PROBLEM DESCRIPTION | In the lines from the one containing "of the frozen" through the last line, change "wispy cloud" to "thin cloud". Write out only those lines, with nothing else altered.

Saved entries
============================================================

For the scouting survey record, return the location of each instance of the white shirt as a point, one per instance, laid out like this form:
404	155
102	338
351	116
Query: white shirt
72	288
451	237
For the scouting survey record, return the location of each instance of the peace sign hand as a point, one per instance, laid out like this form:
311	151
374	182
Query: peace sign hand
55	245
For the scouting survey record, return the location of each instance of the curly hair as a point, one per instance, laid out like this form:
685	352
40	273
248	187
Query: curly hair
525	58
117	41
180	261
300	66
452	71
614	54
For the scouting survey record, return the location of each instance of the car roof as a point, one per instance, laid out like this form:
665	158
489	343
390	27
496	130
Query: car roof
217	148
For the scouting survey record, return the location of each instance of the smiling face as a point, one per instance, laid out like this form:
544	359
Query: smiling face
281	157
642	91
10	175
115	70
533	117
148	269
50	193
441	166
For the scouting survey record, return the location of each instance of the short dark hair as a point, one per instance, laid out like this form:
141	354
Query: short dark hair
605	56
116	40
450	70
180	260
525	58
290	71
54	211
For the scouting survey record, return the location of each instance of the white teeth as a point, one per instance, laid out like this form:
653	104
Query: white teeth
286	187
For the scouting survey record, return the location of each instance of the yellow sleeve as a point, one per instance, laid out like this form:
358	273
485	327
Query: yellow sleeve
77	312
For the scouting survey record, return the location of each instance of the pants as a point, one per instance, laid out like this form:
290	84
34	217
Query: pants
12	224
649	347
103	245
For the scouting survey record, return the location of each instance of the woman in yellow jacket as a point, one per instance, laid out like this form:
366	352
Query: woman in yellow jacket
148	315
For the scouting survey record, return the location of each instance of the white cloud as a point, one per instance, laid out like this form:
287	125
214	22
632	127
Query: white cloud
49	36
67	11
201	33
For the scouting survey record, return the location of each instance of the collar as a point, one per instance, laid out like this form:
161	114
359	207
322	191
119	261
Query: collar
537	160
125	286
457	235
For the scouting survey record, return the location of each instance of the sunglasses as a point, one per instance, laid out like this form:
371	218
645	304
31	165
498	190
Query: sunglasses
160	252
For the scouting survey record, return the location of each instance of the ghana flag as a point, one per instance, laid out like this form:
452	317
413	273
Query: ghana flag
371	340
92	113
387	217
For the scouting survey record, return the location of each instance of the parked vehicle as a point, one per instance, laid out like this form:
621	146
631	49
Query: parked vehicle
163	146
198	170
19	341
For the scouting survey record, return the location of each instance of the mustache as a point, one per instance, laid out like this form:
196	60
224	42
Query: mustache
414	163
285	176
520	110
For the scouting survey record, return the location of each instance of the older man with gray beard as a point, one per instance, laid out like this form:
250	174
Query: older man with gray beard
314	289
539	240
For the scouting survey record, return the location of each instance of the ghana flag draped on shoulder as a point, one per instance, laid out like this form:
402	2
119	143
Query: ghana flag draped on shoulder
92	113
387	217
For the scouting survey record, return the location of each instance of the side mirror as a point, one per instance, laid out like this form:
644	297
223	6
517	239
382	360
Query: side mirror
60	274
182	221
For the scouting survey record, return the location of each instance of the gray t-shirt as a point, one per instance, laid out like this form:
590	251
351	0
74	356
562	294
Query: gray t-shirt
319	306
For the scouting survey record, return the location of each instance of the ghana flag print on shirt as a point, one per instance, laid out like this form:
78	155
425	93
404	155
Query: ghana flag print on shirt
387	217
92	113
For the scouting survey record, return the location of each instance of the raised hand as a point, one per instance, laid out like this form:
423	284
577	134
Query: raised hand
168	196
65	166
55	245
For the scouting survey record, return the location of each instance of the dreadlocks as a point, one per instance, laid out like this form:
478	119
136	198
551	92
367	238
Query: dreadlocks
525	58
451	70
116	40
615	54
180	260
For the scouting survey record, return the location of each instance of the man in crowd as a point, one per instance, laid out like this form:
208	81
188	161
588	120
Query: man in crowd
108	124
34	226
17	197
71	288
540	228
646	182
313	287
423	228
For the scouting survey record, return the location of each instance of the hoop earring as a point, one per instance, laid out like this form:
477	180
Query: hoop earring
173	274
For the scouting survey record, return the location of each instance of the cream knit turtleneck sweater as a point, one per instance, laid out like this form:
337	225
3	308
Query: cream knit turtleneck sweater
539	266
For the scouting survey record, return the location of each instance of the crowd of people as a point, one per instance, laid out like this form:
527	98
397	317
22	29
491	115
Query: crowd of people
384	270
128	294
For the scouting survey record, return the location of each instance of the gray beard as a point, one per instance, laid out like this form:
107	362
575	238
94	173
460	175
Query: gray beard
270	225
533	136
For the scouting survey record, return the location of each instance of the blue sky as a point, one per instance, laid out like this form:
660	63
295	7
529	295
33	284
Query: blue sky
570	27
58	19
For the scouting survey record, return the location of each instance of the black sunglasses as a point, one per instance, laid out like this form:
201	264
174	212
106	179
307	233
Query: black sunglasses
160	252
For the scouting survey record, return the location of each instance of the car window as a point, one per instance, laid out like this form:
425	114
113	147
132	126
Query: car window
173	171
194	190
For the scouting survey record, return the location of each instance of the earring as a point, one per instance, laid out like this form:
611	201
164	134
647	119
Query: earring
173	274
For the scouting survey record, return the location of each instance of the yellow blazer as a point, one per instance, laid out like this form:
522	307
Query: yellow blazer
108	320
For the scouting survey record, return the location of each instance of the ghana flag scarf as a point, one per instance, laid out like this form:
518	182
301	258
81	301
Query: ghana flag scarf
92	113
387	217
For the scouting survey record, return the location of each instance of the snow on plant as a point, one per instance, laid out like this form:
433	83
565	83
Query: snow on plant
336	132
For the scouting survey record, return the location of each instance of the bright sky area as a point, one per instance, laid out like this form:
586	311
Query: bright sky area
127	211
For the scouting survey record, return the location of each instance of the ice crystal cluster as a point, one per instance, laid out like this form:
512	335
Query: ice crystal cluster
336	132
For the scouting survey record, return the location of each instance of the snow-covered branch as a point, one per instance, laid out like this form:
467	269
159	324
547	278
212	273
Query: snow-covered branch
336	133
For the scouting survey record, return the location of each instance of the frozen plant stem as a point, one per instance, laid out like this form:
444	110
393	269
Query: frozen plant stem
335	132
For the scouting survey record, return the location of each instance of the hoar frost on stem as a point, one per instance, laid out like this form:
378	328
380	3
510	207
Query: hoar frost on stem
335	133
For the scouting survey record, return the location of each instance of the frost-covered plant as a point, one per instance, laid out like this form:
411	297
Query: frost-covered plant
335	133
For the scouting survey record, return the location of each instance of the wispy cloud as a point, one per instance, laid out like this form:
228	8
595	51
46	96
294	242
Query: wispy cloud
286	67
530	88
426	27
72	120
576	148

============================================================

ANSWER FOR THE TASK |
For the scouting survey record, return the location of each instance of the frozen plant stem as a point, one per instance, laid out like this form:
444	110
393	269
Query: frozen plant stem
335	132
For the scouting survey record, return the location of each instance of the hoar frost on stem as a point, one per instance, laid out like this form:
378	328
380	3
510	207
Query: hoar frost on stem
335	133
For the scouting survey record, return the location of each instance of the frost-covered plant as a point, one per instance, laid out like this form:
411	297
Query: frost-covered plant
335	133
For the scouting survey record, return the location of each instance of the thin cloud as a point, one per instance, laid out like this form:
228	8
595	51
46	96
294	242
Query: thin cloud
286	67
530	88
426	27
72	120
576	148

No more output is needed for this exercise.